## The problem
Print the records below exactly as they appear.

## Records for this task
===
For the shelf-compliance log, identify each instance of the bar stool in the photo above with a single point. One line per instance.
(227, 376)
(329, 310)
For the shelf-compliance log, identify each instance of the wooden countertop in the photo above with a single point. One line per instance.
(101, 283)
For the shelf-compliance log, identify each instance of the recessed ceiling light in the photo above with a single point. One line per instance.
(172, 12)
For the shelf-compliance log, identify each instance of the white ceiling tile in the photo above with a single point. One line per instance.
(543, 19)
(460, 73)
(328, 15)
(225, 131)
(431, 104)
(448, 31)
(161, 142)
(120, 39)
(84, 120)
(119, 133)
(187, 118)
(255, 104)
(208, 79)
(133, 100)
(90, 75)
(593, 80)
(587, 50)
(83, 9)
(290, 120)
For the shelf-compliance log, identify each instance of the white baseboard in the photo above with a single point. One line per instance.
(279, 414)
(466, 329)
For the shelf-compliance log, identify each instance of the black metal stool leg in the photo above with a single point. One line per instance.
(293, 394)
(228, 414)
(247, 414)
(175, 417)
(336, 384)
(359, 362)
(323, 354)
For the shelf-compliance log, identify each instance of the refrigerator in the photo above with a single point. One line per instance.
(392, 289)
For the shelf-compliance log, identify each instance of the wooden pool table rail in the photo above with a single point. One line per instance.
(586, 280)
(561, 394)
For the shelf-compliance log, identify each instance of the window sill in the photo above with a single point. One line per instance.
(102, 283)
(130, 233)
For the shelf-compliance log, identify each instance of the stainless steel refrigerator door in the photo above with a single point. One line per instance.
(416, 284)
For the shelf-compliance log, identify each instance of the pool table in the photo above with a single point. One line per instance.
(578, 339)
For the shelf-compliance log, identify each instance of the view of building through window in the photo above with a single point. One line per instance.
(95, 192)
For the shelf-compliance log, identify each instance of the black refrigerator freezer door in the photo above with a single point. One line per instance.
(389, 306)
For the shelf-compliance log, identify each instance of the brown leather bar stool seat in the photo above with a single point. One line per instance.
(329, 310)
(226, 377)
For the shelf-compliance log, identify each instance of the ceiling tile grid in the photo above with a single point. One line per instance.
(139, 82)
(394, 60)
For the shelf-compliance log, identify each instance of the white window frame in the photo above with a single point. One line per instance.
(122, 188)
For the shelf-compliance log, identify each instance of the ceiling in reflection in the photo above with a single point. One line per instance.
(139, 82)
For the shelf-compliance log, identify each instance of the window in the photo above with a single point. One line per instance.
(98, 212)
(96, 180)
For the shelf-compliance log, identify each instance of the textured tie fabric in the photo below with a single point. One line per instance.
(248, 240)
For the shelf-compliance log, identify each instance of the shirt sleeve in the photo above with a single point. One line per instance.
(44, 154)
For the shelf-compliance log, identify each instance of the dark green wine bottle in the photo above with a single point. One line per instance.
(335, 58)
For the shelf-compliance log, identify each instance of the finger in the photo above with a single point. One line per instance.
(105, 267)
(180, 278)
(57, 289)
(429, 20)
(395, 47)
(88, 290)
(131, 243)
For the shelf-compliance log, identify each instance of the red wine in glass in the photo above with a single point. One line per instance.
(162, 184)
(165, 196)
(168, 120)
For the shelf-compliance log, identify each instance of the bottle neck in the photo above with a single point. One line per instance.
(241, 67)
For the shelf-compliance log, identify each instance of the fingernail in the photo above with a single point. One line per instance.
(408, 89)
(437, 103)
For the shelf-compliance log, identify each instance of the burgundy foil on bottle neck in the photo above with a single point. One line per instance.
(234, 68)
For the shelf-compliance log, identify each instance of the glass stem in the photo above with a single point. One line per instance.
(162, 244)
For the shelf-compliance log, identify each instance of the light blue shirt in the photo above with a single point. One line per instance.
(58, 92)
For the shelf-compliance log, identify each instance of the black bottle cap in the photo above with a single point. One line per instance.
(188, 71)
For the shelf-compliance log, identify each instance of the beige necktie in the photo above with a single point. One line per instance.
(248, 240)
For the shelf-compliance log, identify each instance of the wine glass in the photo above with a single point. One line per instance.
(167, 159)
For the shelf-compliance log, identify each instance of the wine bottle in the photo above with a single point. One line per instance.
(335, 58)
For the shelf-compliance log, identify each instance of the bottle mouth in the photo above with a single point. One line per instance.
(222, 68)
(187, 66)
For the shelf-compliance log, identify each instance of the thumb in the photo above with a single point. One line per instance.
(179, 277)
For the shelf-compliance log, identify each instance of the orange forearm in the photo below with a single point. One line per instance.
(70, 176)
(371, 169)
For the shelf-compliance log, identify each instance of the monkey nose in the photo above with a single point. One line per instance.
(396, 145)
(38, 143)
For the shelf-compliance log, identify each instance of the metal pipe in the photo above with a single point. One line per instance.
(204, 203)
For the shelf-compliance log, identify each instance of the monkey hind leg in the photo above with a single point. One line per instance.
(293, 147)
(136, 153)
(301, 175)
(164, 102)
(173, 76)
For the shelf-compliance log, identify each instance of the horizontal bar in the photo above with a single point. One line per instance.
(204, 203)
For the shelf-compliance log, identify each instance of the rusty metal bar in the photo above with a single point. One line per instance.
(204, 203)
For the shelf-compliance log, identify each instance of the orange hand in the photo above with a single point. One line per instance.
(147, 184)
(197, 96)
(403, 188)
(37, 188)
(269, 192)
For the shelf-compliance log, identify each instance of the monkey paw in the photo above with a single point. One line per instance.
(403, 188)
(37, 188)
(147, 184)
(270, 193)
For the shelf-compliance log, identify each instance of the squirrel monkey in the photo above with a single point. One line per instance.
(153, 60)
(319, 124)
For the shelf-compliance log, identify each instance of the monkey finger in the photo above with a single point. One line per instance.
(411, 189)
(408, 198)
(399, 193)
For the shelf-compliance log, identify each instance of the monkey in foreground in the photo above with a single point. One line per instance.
===
## Exercise response
For the shelf-compliance log, identify each instance of the bar stool in the photo above with a single point. One line per instance.
(227, 376)
(329, 310)
For the shelf-compliance log, identify each instance of the wooden countertop in the photo above with a single point. One line per instance.
(101, 283)
For the shelf-compliance log, identify each instance of the recessed ceiling light in the photo above with a single point. One line per instance.
(172, 12)
For the shelf-compliance log, identify each instance of the white ceiling tile in the photo above with a single point. One line per instance.
(543, 19)
(460, 73)
(328, 15)
(225, 131)
(431, 104)
(448, 31)
(161, 142)
(120, 39)
(84, 120)
(119, 133)
(187, 118)
(255, 104)
(208, 79)
(133, 100)
(90, 75)
(593, 80)
(587, 50)
(83, 9)
(290, 120)
For the shelf-compliance log, identify each instance of the white baseboard in the photo above with a single point. One line per instance.
(279, 414)
(466, 329)
For the shelf-compliance log, identify each instance of the black metal stool leg in the photo above with a single point. One line per instance.
(293, 394)
(228, 414)
(247, 414)
(175, 417)
(336, 384)
(359, 362)
(323, 354)
For the shelf-compliance log, identify each instance of the refrigerator in the photo above with a single point. One line per instance.
(392, 289)
For the shelf-compliance log, identify each instance of the wooden pool table rail in the photo above with a single point. One line per instance.
(586, 280)
(561, 394)
For the shelf-compliance log, identify each instance of the window sill in the photo above with a single point. One line per instance.
(102, 283)
(130, 233)
For the shelf-compliance log, identify each instance of the stainless steel refrigerator door in the photo above with a single point. One line per instance.
(416, 284)
For the shelf-compliance log, identify each instance of the pool table in the photo above with a single point. One line per instance.
(578, 339)
For the shelf-compliance log, identify each instance of the view of building through window in the photo above with a single point. One line per instance.
(95, 192)
For the shelf-compliance log, identify each instance of the black refrigerator freezer door in the photo above with a single point. One line per instance.
(389, 306)
For the shelf-compliance log, identify each instance of the brown leather bar stool seat in the photo above with a single point. One line per instance.
(329, 310)
(226, 377)
For the shelf-compliance log, identify each instance of the ceiling tile grid in the photo above with a single point. One line per instance.
(139, 82)
(394, 60)
For the shelf-compliance log, identify each instance of the white window frame in the photo above with a single point. One line per instance.
(122, 188)
For the shelf-compliance log, identify each instance of the ceiling in reflection in the photo above with a single point. One line per instance.
(139, 82)
For the shelf-compliance log, identify each instance of the window in the photo above with a single point. One line per instance.
(98, 212)
(96, 180)
For the shelf-compliance log, identify each instance of the textured tie fabric in the photo below with a single point. One line per instance.
(248, 240)
For the shelf-compliance log, identify each instance of the shirt sleeve in the photo above with a single point. One line per instance.
(44, 154)
For the shelf-compliance log, identify each instance of the dark green wine bottle in the photo above with a single point. One line per instance.
(335, 58)
For the shelf-compliance log, identify each instance of the finger in the photo above with a single point. One line per instance.
(105, 267)
(180, 278)
(57, 289)
(429, 20)
(395, 47)
(88, 290)
(131, 243)
For the shelf-compliance log, identify each instance of the red wine in glass in the photo above with a single point. One line per instance.
(162, 184)
(165, 196)
(168, 120)
For the shelf-compliance log, identify each instance of the bottle neck in the photo above with a single point. One line per instance.
(241, 67)
For the shelf-compliance log, identify each instance of the fingernail in the photo above with a single point. One line per instance.
(408, 89)
(437, 103)
For the shelf-compliance log, identify each instance of the burgundy foil on bottle neck in the photo above with a single point. One line per instance.
(234, 68)
For the shelf-compliance log, identify each instance of the glass stem in the photo above with a single point. One line per instance.
(162, 244)
For the shelf-compliance log, identify each instance of the light blue shirt in the photo above with a single point. One line per instance.
(58, 92)
For the shelf-compliance log, identify each instance of the black bottle cap in the photo above with a single point. One line per instance.
(188, 71)
For the shelf-compliance log, identify each instance of the beige necktie in the photo above with a single point. One line per instance.
(248, 240)
For the shelf-compliance log, identify each instance of the wine glass in the photo above with a single point. One line per instance.
(167, 159)
For the shelf-compliance log, identify each instance of the wine bottle in the photo above with a single point. One line per instance.
(335, 58)
For the shelf-compliance log, identify each instance of the bottle mouth in the photo above with a single point. One line per instance.
(222, 68)
(187, 66)
For the shelf-compliance log, identify each instance of the thumb in the photo above with a single point. One line per instance.
(179, 277)
For the shelf-compliance log, identify each instance of the orange forearm in the photo below with a single point. One line per instance.
(70, 176)
(371, 169)
For the shelf-compliance log, identify each instance of the monkey nose in the photo above with a single point. One line per instance.
(396, 145)
(38, 143)
For the shelf-compliance log, identify each instance of the metal pipe in the photo above with a single point. One line per instance.
(204, 203)
For the shelf-compliance log, identify each instance of the monkey hind leg in the photo above with a single point. One line per instance.
(293, 147)
(136, 153)
(301, 175)
(164, 102)
(173, 76)
For the shelf-compliance log, identify each instance of the horizontal bar in the photo above with a single point. One line per instance.
(204, 203)
For the shelf-compliance log, identify each instance of the rusty metal bar in the photo above with a single point. One line per instance.
(204, 203)
For the shelf-compliance log, identify each instance of the orange hand in the photo above with a single point. One line per instance.
(147, 184)
(197, 96)
(403, 188)
(37, 188)
(269, 192)
For the shelf-compliance log, identify each instance of the monkey paw in the photo above with a single point. One line per instance.
(403, 188)
(37, 188)
(147, 184)
(270, 193)
For the shelf-compliance log, identify each instance of the squirrel monkey in the photo above with a single point. One line per instance.
(153, 60)
(319, 124)
For the shelf-compliance log, identify each instance of the monkey finger in the photo above with a single point. One line per instance.
(411, 189)
(408, 198)
(399, 193)
For the shelf-compliance log, identify each instance of the monkey in foreground in the photo above with a single point. One line per instance.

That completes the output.